Repeat the records verbatim and leave the pictures out of your copy.

(THE RECORDS Opens)

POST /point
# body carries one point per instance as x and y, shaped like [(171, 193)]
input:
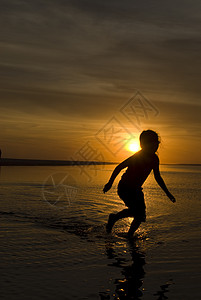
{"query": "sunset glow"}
[(133, 146)]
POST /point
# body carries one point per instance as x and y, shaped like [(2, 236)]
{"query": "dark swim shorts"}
[(134, 200)]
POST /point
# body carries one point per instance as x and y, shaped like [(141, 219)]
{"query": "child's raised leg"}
[(113, 218), (134, 226)]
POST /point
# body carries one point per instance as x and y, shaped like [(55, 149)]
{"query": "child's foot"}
[(110, 223)]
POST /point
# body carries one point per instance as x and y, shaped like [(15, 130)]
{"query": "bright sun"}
[(133, 146)]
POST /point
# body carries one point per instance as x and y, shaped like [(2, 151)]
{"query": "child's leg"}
[(113, 218), (134, 226)]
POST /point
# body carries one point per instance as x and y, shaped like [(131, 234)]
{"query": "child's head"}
[(149, 141)]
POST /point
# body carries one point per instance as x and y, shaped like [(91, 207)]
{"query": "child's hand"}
[(107, 187), (171, 197)]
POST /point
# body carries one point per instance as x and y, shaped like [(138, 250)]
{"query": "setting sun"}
[(133, 146)]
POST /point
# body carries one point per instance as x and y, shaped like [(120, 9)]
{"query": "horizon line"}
[(34, 161)]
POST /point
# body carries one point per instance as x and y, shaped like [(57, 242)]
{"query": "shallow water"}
[(54, 243)]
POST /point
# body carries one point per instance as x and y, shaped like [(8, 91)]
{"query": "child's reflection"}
[(130, 286)]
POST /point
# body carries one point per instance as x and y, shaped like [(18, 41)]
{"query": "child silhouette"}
[(138, 167)]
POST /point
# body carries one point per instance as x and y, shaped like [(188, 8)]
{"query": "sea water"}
[(54, 244)]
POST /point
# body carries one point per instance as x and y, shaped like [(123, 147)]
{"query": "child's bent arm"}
[(161, 183)]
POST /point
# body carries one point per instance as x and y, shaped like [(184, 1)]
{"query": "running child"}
[(129, 190)]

(THE RECORDS Closes)

**COMPLETED EXERCISE:**
POST /point
# body carries one point per instance as x and y, shaped like [(171, 193)]
input:
{"query": "sunset glow"}
[(133, 146)]
POST /point
# body carries one point per instance as x and y, shaped like [(2, 236)]
{"query": "dark swim shorts"}
[(134, 200)]
POST /point
# body carries one point per instance as x and y, shaped like [(141, 219)]
{"query": "child's raised leg"}
[(113, 218), (134, 226)]
POST /point
# body carries one point per instance as x and y, shaped like [(55, 149)]
{"query": "child's foot"}
[(110, 223)]
POST /point
# body carries one point per instance as x and y, shaped like [(15, 130)]
{"query": "bright sun"}
[(133, 146)]
POST /point
# body carries one point per instance as x and y, shaped like [(2, 151)]
{"query": "child's leg"}
[(113, 218), (134, 226)]
POST /point
# body carries one point per instance as x and y, shaped like [(131, 234)]
{"query": "child's head"}
[(149, 141)]
POST /point
# body carries one point per instance as x and y, shaped like [(91, 207)]
{"query": "child's hand"}
[(107, 187), (171, 197)]
POST /point
# body carries one point per instance as x and y, shaped like [(138, 250)]
{"query": "setting sun"}
[(133, 146)]
POST /point
# body carries one point per instance as x and y, shaped like [(120, 9)]
{"query": "horizon line"}
[(34, 161)]
POST /point
# body carries one point per instance as x and y, shaped like [(57, 242)]
{"query": "shallow water"}
[(54, 243)]
POST /point
# body carries one point per instance as x and y, shaped like [(8, 91)]
{"query": "child's reflection"}
[(130, 286)]
POST /point
# body carries one point per instance as x and y, shaped like [(18, 41)]
{"query": "child silhouette"}
[(138, 167)]
POST /point
# body carries one point per instance as x and y, shaped like [(188, 8)]
{"query": "sea water"}
[(54, 244)]
POST /point
# body carries one point per instance as x and y, shaped like [(123, 147)]
{"query": "child's bent arm"}
[(161, 183)]
POST /point
# body carries one point per instance as x and y, shaped like [(184, 1)]
{"query": "running child"}
[(129, 190)]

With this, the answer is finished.